>> begin

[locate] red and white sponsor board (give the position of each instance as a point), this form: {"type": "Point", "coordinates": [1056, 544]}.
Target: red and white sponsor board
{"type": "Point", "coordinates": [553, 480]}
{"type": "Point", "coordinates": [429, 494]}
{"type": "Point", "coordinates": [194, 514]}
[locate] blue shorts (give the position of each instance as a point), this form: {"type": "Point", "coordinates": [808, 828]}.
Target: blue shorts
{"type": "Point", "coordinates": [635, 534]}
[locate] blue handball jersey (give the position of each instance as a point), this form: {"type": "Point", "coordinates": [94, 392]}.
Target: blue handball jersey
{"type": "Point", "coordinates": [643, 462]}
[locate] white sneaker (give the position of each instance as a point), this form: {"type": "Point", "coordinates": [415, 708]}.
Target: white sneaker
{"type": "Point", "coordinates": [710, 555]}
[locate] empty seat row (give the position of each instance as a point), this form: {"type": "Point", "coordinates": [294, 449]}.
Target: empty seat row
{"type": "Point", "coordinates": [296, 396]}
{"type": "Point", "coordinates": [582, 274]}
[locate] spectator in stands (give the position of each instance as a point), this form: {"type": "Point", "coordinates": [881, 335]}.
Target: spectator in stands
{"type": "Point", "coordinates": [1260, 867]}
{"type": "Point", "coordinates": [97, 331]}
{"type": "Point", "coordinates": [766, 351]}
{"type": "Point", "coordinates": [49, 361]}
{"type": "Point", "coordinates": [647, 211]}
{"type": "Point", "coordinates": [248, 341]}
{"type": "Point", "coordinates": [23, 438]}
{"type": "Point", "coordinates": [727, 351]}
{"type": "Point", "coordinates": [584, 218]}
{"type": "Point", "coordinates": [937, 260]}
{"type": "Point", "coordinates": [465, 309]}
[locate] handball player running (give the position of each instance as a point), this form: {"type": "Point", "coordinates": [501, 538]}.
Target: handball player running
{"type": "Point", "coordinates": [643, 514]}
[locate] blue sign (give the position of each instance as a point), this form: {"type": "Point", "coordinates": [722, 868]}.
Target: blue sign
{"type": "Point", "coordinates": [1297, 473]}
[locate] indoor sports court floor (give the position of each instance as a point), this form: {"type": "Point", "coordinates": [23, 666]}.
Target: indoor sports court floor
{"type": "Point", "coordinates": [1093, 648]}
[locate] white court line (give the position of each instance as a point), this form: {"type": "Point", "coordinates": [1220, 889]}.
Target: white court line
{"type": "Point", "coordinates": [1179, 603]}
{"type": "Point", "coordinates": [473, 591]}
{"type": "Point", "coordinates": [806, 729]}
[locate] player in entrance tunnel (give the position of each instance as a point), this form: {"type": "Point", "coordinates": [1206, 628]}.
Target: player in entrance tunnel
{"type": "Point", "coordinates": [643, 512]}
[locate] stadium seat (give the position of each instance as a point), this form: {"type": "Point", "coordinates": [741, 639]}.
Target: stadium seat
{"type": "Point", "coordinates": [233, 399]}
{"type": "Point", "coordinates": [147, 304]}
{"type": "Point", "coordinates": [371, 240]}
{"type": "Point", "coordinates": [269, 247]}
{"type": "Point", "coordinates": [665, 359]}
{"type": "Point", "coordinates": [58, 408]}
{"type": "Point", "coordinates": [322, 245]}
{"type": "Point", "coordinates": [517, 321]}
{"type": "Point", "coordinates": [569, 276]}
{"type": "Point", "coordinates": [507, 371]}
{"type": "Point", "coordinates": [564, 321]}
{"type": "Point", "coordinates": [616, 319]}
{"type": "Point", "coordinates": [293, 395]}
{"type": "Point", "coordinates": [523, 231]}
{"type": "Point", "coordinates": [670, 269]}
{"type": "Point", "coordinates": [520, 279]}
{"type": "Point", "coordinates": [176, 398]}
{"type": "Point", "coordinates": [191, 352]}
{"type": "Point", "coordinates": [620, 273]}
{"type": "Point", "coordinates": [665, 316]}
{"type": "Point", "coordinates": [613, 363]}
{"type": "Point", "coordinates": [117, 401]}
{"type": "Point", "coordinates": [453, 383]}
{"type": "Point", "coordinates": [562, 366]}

>> end

* WHAT THE TASK REQUIRES
Repeat exactly the lines starting at the line with "[locate] stadium seat" and ending with the final line of the entries. Include nothing else.

* RESPONSE
[locate] stadium seat (give the position of each instance as a point), this form: {"type": "Point", "coordinates": [741, 639]}.
Target: stadium seat
{"type": "Point", "coordinates": [233, 399]}
{"type": "Point", "coordinates": [147, 304]}
{"type": "Point", "coordinates": [371, 240]}
{"type": "Point", "coordinates": [269, 247]}
{"type": "Point", "coordinates": [665, 359]}
{"type": "Point", "coordinates": [58, 408]}
{"type": "Point", "coordinates": [322, 245]}
{"type": "Point", "coordinates": [517, 321]}
{"type": "Point", "coordinates": [569, 276]}
{"type": "Point", "coordinates": [507, 371]}
{"type": "Point", "coordinates": [564, 321]}
{"type": "Point", "coordinates": [616, 319]}
{"type": "Point", "coordinates": [293, 395]}
{"type": "Point", "coordinates": [523, 231]}
{"type": "Point", "coordinates": [670, 269]}
{"type": "Point", "coordinates": [520, 279]}
{"type": "Point", "coordinates": [176, 398]}
{"type": "Point", "coordinates": [191, 352]}
{"type": "Point", "coordinates": [620, 273]}
{"type": "Point", "coordinates": [665, 316]}
{"type": "Point", "coordinates": [613, 363]}
{"type": "Point", "coordinates": [117, 401]}
{"type": "Point", "coordinates": [453, 383]}
{"type": "Point", "coordinates": [562, 366]}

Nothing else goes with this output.